Segment Start: Data for the task

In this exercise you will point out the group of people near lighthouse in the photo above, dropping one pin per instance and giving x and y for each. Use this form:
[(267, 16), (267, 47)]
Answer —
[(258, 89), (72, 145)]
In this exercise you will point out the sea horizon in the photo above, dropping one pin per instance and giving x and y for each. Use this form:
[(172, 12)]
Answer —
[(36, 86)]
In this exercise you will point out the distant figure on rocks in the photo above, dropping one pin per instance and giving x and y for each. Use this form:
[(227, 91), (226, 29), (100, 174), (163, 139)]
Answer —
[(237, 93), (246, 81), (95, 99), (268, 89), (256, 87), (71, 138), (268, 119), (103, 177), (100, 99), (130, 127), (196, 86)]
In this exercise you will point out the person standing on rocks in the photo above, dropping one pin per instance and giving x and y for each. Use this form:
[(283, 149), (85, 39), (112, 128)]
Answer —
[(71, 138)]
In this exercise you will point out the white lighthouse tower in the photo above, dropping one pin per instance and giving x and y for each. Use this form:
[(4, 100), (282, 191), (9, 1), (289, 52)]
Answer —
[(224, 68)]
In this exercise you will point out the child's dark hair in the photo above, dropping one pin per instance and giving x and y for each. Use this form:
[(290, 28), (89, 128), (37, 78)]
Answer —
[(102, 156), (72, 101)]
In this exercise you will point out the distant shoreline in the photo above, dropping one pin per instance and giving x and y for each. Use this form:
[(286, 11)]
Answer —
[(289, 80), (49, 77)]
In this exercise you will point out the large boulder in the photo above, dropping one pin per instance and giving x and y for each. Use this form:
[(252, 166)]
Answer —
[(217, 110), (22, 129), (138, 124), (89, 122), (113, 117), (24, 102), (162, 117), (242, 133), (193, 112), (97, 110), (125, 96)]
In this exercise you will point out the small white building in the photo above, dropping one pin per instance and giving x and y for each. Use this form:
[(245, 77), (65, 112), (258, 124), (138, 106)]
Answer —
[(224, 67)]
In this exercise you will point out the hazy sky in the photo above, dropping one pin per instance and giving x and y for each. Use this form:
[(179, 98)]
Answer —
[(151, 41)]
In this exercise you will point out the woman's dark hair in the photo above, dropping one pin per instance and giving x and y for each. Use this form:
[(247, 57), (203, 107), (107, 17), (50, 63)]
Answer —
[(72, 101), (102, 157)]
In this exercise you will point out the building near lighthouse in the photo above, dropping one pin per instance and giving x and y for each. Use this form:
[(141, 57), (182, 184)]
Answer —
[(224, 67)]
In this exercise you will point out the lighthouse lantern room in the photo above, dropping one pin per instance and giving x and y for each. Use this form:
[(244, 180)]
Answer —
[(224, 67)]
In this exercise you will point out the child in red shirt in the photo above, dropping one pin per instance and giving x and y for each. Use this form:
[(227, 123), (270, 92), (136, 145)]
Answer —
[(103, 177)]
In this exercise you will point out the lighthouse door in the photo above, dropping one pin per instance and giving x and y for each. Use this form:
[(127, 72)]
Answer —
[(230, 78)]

Segment End: Data for the task

Work order
Among the records above, repeat exactly the line with "In this exercise you will point out the lighthouse lantern", the line with "In this exercise you will point out the child in", and every line in between, and only those.

Reply to the task
In this exercise you will point out the lighthouse lantern room in the photo above, dropping one pin per instance and giving x and y for each. Use this form:
[(244, 180)]
Answer —
[(224, 67)]
In this exercise you will point out the child in red shirt in the photo above, dropping one pin per instance and giving x and y for each. Use this form:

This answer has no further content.